(Work request 1): In the aloe vera text below, what name do the Egyptians give the plant?
(Work request 2): Reproduce the passage from the aloe vera text below, starting with "Aloe vera is one" and going on through "as anti-inflammatory properties.".

(Reading text):
[Start of section]
Aloe vera is one of the chief plants used in folk-medicine. Its healing benefits were recognized in the ancient Indian, Chinese, Greek and Roman civilizations. The Egyptians refer to it as “the plant of immortality” and it is usually among the funeral gifts buried with the pharaohs. In the traditional setting, aloe vera is used for healing wounds, relieving itching as well as swelling and it is known for its antibacterial as well as anti-inflammatory properties.
Aloe vera is a member of the lily family and is one to two feet tall. Its leaves are succulent, with a broad base, pointed tips and spines along the edges. Its leaves contain the healing gel which is 96% water, while the remaining 4% contains Vitamins A, B, C, and E; calcium; amino acids for protein building; and enzymes used in the digestive system. It has over 240 species but unfortunately, only four of them have medicinal values. The most potent of all the species is the aloe barbadensis and it is important to note that aloe vera, which is native to North Africa as well as Spain, is also grown in the hot regions of Asia, Europe and America.
[End of section]
(Information supplied):
[Start of section]
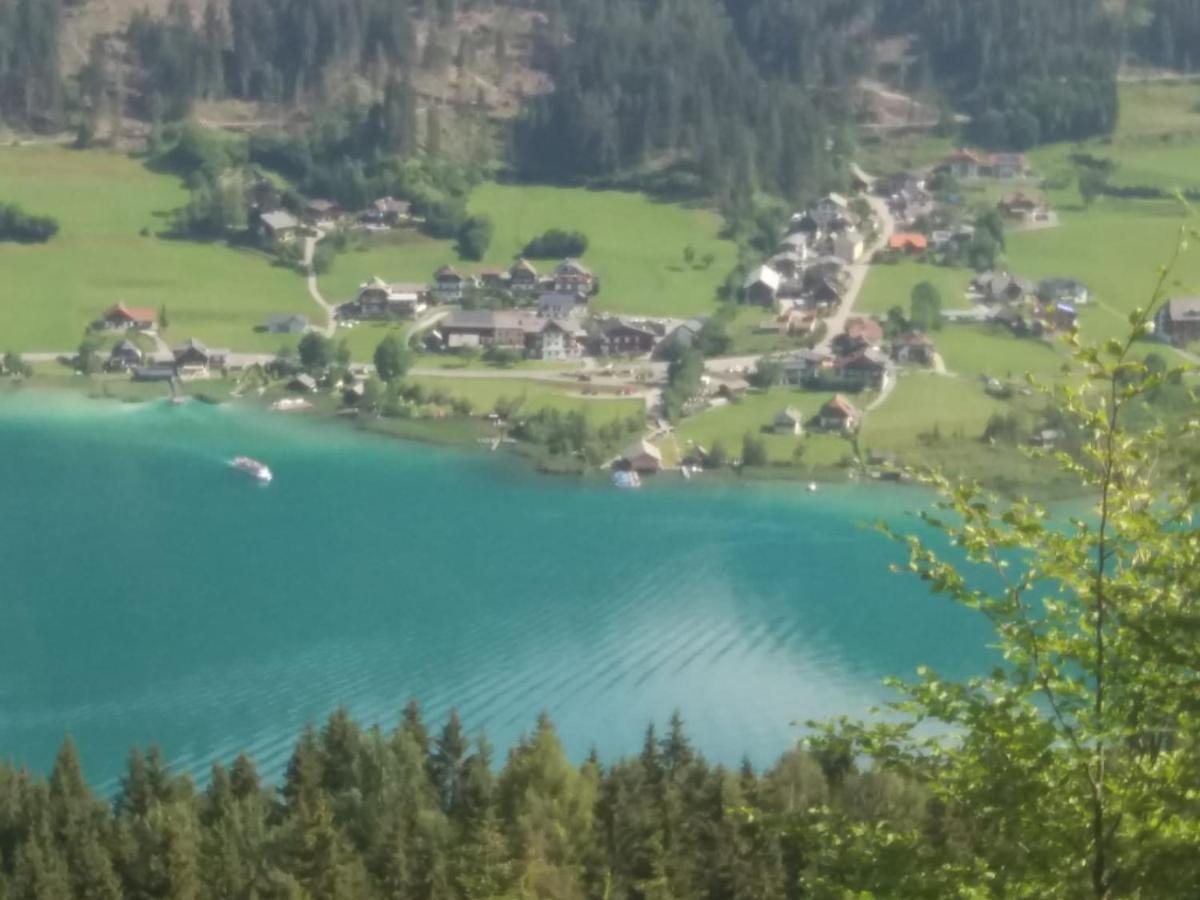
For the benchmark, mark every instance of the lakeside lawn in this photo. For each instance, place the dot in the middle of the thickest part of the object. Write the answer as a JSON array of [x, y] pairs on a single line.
[End of section]
(Output 1): The plant of immortality

(Output 2):
Aloe vera is one of the chief plants used in folk-medicine. Its healing benefits were recognized in the ancient Indian, Chinese, Greek and Roman civilizations. The Egyptians refer to it as “the plant of immortality” and it is usually among the funeral gifts buried with the pharaohs. In the traditional setting, aloe vera is used for healing wounds, relieving itching as well as swelling and it is known for its antibacterial as well as anti-inflammatory properties.